▸ **OBJECTIVE**
Nothing but the lines from the one that contains "the concrete floor" through the end of the listing should appear, set down exactly.

Pointing dataset records
——

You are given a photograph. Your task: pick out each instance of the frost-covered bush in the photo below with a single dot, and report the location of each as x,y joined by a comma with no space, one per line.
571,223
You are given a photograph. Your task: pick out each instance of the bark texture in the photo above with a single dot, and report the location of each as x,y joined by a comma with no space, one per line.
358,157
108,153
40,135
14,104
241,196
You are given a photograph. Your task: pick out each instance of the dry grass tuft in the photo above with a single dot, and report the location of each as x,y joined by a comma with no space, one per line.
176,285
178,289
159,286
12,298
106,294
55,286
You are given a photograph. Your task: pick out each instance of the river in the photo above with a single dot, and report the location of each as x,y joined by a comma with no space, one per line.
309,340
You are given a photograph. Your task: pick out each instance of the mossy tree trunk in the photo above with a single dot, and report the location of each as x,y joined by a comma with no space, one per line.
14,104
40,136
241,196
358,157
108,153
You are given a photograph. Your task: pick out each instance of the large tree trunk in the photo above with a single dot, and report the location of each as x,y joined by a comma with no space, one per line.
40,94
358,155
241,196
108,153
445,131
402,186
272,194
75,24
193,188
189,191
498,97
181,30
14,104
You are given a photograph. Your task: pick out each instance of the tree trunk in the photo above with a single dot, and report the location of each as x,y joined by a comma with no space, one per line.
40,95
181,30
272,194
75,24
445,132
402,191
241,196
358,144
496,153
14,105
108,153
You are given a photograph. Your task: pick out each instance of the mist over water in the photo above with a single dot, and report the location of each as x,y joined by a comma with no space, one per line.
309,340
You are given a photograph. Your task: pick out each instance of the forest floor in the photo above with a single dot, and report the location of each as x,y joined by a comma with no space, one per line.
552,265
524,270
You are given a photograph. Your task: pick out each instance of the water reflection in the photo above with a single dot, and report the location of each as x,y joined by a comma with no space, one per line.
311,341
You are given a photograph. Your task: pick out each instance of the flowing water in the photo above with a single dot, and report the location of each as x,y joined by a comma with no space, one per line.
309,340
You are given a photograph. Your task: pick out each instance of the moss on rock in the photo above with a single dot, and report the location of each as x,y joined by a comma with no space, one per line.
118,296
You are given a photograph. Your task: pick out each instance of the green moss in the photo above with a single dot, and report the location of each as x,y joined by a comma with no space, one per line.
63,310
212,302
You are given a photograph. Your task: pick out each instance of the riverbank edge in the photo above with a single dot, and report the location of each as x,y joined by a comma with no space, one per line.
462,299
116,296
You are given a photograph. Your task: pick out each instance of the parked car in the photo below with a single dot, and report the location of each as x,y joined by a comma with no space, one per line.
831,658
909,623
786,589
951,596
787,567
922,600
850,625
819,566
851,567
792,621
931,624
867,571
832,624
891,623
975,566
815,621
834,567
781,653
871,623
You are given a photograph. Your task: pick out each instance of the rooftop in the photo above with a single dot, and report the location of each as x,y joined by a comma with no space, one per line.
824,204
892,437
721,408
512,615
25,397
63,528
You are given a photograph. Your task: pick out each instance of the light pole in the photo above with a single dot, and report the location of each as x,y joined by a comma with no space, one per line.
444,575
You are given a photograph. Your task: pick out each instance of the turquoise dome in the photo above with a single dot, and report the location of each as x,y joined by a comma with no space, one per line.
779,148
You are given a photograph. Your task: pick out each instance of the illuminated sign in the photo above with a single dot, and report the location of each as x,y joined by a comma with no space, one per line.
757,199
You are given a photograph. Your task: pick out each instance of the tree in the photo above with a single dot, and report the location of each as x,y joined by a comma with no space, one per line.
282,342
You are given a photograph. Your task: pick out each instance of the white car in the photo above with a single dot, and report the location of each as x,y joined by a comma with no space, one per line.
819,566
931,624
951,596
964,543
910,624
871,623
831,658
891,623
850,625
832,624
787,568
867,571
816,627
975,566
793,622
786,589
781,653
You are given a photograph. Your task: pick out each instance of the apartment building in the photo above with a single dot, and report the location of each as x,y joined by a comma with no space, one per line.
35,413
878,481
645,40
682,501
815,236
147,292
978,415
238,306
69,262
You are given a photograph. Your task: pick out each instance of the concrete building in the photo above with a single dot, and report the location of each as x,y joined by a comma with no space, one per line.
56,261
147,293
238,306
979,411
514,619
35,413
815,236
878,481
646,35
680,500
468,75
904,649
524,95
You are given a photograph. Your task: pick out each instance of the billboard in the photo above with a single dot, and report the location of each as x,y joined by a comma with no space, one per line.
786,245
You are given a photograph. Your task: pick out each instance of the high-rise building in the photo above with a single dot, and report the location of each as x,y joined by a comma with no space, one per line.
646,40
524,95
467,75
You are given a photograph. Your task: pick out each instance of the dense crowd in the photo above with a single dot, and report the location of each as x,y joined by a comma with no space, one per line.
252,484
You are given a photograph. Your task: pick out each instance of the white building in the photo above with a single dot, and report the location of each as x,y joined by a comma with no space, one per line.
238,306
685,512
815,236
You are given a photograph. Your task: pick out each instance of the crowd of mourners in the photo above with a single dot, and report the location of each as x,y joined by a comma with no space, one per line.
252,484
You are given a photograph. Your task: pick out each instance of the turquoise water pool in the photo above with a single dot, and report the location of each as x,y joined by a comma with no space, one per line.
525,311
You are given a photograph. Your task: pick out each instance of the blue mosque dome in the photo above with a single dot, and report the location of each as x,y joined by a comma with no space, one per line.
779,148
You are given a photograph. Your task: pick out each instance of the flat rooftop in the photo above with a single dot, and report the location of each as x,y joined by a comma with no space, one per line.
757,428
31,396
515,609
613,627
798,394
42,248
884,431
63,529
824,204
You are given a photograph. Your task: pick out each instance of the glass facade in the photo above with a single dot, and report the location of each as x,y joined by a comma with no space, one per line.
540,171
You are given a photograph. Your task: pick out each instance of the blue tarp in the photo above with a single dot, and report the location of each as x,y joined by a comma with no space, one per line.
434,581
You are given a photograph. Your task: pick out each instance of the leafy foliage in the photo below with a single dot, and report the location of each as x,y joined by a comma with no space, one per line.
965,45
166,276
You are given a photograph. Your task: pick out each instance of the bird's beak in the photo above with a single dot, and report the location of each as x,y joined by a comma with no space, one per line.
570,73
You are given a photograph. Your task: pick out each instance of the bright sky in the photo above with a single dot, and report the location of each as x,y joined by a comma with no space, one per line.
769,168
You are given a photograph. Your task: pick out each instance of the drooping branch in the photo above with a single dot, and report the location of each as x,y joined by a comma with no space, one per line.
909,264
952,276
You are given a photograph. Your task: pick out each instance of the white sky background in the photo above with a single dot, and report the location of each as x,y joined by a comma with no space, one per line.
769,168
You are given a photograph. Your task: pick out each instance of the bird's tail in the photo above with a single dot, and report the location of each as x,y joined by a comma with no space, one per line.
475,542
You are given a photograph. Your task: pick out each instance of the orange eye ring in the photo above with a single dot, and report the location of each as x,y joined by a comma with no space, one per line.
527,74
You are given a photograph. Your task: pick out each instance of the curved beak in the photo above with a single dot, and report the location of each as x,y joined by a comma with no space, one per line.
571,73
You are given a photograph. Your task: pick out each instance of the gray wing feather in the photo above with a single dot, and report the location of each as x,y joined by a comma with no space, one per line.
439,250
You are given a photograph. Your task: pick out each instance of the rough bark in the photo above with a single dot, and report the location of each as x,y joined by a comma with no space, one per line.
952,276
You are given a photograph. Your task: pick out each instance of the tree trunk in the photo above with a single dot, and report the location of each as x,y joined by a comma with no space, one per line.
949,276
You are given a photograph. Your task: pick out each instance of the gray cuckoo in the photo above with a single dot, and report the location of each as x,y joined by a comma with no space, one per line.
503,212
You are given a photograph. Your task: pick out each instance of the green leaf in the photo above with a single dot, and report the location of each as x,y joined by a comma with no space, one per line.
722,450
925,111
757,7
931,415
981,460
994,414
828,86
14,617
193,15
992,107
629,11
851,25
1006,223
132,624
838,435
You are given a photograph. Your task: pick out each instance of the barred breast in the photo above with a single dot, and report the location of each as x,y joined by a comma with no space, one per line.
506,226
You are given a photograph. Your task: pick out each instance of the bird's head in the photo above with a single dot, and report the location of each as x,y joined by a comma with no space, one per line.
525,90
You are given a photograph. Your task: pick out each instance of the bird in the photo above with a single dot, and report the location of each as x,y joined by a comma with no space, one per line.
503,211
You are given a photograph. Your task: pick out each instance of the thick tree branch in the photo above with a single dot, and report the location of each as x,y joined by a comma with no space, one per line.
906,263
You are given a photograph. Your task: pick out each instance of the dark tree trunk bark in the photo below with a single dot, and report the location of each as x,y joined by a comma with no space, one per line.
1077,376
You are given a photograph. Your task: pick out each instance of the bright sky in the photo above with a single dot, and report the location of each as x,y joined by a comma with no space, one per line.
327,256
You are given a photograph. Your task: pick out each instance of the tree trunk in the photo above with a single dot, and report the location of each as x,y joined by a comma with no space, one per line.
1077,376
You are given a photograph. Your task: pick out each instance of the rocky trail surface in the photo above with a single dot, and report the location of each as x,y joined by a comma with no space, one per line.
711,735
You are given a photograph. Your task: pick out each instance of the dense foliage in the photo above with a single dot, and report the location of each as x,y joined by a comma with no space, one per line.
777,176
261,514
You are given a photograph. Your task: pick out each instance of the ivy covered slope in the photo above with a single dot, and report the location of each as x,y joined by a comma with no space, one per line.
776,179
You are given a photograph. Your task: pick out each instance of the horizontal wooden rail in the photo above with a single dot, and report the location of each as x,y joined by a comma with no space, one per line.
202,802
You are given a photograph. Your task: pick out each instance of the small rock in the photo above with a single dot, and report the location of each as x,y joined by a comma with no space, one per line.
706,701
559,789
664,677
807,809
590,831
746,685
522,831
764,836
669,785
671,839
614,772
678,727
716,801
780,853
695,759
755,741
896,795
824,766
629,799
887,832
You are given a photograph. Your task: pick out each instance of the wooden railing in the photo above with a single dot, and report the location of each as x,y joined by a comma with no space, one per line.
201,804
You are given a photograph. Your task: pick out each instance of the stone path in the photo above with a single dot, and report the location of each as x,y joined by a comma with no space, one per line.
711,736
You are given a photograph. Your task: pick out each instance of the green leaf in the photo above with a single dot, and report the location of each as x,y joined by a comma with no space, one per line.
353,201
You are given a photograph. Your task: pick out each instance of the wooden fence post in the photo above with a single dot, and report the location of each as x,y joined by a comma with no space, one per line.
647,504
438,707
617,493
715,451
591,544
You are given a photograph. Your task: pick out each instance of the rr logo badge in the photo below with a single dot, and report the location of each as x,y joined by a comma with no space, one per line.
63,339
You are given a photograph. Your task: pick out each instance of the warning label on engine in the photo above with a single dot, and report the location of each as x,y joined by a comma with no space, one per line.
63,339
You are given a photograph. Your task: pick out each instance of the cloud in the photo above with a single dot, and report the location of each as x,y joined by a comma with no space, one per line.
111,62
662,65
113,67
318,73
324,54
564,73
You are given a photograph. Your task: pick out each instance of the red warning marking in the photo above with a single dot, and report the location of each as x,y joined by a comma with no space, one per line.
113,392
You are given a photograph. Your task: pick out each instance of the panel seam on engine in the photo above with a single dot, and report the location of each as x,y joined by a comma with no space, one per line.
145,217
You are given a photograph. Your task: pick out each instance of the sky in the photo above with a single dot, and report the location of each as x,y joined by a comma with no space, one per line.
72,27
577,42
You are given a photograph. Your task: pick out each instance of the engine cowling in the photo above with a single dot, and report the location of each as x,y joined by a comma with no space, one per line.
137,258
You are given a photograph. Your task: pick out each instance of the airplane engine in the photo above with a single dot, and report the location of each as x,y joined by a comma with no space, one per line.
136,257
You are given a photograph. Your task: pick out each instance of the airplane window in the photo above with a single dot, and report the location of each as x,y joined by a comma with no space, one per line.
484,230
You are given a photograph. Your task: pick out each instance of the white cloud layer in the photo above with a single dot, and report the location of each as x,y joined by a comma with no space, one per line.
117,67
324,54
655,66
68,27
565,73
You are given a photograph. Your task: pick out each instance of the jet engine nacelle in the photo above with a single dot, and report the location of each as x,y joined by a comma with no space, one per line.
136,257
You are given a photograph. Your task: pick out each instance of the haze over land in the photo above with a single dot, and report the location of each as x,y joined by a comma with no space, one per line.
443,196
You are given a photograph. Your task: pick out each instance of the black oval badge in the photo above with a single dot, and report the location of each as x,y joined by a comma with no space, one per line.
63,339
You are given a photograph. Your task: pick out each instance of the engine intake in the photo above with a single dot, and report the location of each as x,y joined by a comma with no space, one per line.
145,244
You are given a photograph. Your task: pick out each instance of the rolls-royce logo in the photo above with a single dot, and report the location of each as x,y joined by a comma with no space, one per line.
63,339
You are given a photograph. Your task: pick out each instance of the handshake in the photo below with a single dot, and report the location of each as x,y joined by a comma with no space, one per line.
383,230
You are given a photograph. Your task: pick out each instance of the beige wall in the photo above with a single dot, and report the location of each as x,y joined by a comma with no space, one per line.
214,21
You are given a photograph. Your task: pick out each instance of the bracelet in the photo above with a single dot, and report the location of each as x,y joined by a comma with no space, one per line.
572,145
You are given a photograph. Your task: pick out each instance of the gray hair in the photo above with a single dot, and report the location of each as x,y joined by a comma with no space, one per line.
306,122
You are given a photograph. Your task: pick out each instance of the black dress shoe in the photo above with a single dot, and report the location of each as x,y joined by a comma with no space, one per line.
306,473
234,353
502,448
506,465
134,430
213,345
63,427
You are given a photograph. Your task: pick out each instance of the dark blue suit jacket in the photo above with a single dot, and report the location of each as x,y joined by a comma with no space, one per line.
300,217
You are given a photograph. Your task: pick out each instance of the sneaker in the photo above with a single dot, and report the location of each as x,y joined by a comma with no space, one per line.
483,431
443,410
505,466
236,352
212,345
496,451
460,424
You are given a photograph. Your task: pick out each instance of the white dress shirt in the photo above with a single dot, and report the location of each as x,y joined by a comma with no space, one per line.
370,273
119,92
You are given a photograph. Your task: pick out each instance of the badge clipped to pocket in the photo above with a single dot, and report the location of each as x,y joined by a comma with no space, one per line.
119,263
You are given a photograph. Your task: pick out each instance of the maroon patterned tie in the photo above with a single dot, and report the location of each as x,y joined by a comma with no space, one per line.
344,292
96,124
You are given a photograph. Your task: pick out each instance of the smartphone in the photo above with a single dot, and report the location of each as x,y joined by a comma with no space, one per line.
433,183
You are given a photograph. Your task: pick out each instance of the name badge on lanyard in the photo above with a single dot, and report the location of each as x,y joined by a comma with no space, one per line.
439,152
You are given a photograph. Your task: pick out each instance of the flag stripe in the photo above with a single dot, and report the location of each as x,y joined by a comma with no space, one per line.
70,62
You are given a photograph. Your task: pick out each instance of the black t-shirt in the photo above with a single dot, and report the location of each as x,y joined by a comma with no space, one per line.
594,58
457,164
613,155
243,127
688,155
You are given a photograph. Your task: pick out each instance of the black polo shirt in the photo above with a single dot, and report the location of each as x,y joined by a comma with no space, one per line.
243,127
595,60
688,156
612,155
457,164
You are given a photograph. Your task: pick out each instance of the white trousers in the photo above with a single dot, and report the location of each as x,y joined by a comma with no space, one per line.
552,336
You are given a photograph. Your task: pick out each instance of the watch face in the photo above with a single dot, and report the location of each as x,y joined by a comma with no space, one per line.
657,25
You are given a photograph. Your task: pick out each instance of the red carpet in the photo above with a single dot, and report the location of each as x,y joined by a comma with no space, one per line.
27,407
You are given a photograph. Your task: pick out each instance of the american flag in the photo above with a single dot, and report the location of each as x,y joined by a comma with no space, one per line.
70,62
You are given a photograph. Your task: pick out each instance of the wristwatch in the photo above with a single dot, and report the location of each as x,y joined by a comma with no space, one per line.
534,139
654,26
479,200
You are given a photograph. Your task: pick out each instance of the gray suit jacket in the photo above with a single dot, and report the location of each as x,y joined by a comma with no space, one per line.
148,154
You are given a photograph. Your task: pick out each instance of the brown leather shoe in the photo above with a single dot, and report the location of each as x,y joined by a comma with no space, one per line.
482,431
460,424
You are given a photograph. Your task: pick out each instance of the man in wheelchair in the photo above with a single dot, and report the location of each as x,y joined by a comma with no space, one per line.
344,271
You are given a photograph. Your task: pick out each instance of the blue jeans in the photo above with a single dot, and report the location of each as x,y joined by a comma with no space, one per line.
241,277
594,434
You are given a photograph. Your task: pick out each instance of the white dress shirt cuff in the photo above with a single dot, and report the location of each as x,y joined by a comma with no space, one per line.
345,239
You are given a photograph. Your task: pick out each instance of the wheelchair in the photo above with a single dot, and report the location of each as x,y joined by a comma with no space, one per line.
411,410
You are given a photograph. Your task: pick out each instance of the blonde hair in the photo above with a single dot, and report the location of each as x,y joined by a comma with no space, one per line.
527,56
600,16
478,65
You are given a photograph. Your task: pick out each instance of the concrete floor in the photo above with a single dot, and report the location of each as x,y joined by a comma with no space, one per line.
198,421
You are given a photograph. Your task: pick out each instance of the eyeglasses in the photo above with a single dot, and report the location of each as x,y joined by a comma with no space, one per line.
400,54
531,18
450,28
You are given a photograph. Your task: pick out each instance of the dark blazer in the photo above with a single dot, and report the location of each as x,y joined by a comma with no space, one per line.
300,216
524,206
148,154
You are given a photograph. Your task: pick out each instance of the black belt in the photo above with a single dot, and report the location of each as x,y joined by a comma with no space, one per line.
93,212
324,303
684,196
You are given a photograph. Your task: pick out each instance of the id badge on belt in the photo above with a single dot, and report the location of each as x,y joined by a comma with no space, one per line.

——

▸ **TASK RESPONSE**
You are given a photograph. Your task: pick out each instance of the concrete floor in the photo above with a single dot, and report the location of each as x,y joined by a comma with no space, one per line.
198,421
You are given a photograph. Your task: pick out each instance of the eyeglasses in the photo above with a single dot, and report the location of each as x,y joined by a comma with no space, one per line.
400,54
531,18
450,28
You are given a photograph. Your task: pick out each instance of the dark blazer in the photo above with a single dot, and report the location of each as x,y joined by a comma with no space, one per line.
300,216
524,206
148,154
You are given a photograph. Your task: pick out each instance of the black belt in the photo above with a single dot, and report the location of each as x,y joined by a comma with no space, one per line.
93,212
324,303
684,196
You are given a photograph. Your task: pick out each instance of the id badge on belt in the photo above with a single dot, and report the location of each as x,y joined by a comma with no space, one per line.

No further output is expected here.